BEGIN Data listing

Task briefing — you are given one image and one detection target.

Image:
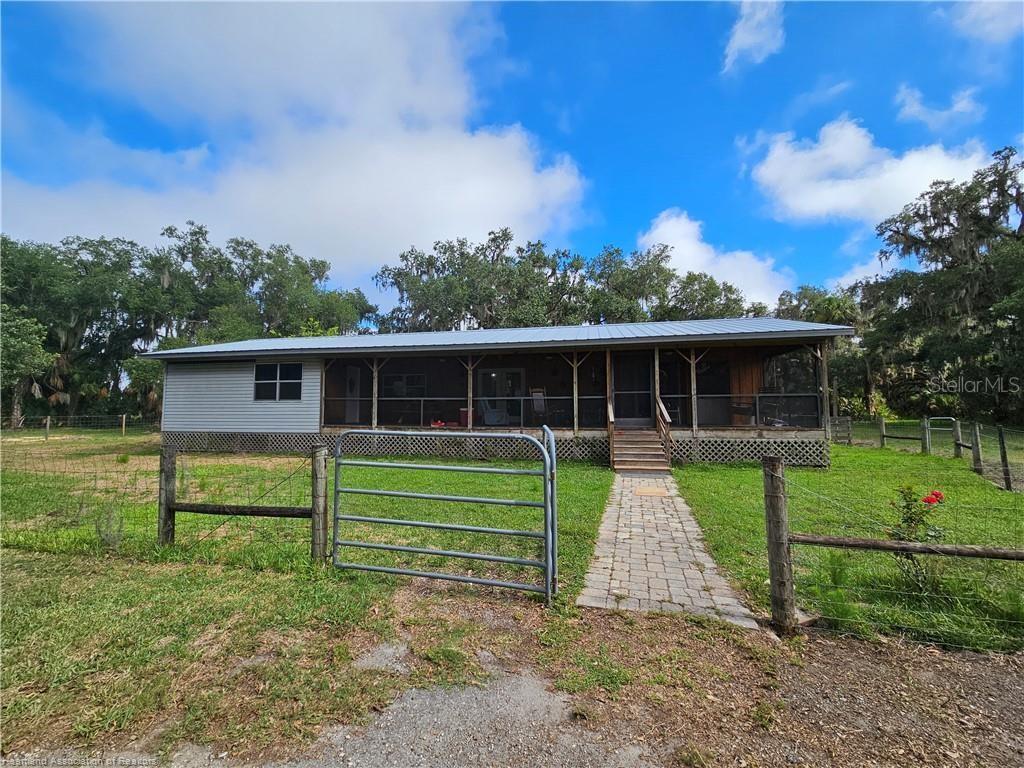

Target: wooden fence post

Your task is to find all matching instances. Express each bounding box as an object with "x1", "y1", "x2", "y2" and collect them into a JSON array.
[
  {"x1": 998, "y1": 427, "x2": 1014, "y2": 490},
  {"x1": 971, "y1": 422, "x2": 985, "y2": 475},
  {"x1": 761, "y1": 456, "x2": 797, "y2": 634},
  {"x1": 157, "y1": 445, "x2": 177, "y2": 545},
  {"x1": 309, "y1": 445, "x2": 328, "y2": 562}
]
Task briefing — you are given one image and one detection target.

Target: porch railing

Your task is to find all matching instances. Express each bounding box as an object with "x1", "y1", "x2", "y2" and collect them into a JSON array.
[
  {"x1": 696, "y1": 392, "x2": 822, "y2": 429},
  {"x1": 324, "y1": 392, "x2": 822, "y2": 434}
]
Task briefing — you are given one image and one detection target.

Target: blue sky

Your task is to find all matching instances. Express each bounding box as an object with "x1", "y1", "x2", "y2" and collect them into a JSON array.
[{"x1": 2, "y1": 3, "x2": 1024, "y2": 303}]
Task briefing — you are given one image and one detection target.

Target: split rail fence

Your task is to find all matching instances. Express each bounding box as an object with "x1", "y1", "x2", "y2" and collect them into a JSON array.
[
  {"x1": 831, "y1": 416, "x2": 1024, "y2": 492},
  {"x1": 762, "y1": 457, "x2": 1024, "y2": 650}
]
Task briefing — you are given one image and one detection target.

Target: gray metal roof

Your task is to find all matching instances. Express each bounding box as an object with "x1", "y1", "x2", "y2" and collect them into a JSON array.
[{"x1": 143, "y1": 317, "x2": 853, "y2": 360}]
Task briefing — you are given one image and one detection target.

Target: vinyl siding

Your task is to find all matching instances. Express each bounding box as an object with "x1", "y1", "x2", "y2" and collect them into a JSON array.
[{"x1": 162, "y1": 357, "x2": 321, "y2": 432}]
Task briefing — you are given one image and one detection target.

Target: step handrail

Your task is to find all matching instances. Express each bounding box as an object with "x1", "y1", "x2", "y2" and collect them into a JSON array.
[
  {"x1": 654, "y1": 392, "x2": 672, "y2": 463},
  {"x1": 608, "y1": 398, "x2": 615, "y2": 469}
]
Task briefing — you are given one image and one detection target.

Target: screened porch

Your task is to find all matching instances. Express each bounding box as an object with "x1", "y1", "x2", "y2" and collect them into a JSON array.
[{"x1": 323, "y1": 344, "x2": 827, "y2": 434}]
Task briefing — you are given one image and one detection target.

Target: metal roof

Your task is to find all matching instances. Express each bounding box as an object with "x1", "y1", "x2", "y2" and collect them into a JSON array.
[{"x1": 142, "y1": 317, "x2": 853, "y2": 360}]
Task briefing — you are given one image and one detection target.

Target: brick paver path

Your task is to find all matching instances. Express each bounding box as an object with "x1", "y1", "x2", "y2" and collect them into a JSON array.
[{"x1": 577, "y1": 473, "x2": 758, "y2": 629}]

END Data listing

**Given task**
Make a word-for-word copy of the entries, without any pictures.

**Written answer**
Task briefing — you are given one image and one detection target.

Image:

Target: wooden fence post

Your task is to find all matching instances. Express each bounding box as an object with "x1", "y1", "x2", "y2" and collect them into a JSON array.
[
  {"x1": 998, "y1": 427, "x2": 1014, "y2": 490},
  {"x1": 971, "y1": 422, "x2": 985, "y2": 475},
  {"x1": 761, "y1": 456, "x2": 797, "y2": 634},
  {"x1": 157, "y1": 445, "x2": 177, "y2": 545},
  {"x1": 309, "y1": 445, "x2": 328, "y2": 562}
]
Task briefing — you are given one image and one detection target.

Target: porch railing

Your task is to find all matching instances. Express each bounding box as an object with "x1", "y1", "x2", "y2" and collect them into a JSON array.
[
  {"x1": 696, "y1": 392, "x2": 822, "y2": 429},
  {"x1": 324, "y1": 392, "x2": 822, "y2": 434}
]
Task briefing — you are given one image and one detection target.

Target: blue sky

Your task is to find all matching instances. Express each bounding box as an object with "x1", "y1", "x2", "y2" and collect them into a JSON array.
[{"x1": 2, "y1": 3, "x2": 1024, "y2": 303}]
Task briefing — you are given one image and one detection target.

Target: split rail fence

Your task is to find all matching instances. Express each bounding box as an object with "x1", "y1", "x2", "y2" and collect them into a JSON array.
[
  {"x1": 831, "y1": 416, "x2": 1024, "y2": 492},
  {"x1": 762, "y1": 457, "x2": 1024, "y2": 650}
]
Task briefing — you are given one image and one detection target.

Target: gray metal roof

Your task is to find all matching instances. Express each bounding box as an object with "x1", "y1", "x2", "y2" and collect them into a JSON array.
[{"x1": 143, "y1": 317, "x2": 853, "y2": 360}]
Task briefing — you are given one image and one detection target.

Target: vinyl siding

Your task is to find all matching instances. Express each bounding box as an object with "x1", "y1", "x2", "y2" and collect them into a JSON array.
[{"x1": 162, "y1": 357, "x2": 321, "y2": 432}]
Task briefing — you are given one image and one detection target.

Target: step handrail

Your task is to find all matching instances. Express each bounding box as an object with "x1", "y1", "x2", "y2" and collect them into a JSON array.
[
  {"x1": 654, "y1": 392, "x2": 672, "y2": 463},
  {"x1": 608, "y1": 398, "x2": 615, "y2": 469}
]
Task briefing — you are given one image and one detection target.

Target: screened porch

Your task is to find all matching instances. Express each bounding box as an object with "x1", "y1", "x2", "y2" and collect them into a JSON array.
[{"x1": 323, "y1": 344, "x2": 827, "y2": 434}]
Task briefing — you are given one image and one detection target.

Target: metal roof

Your task is to find all matching instances. Express each bounding box as an object with "x1", "y1", "x2", "y2" and collect them into a JSON array.
[{"x1": 142, "y1": 317, "x2": 853, "y2": 360}]
Task briefing — you are given one image and one detection target.

Target: brick paver path

Your task is to find all matching instances. Express each bounding box as an object with "x1", "y1", "x2", "y2" and collect them into a JSON array.
[{"x1": 577, "y1": 473, "x2": 758, "y2": 629}]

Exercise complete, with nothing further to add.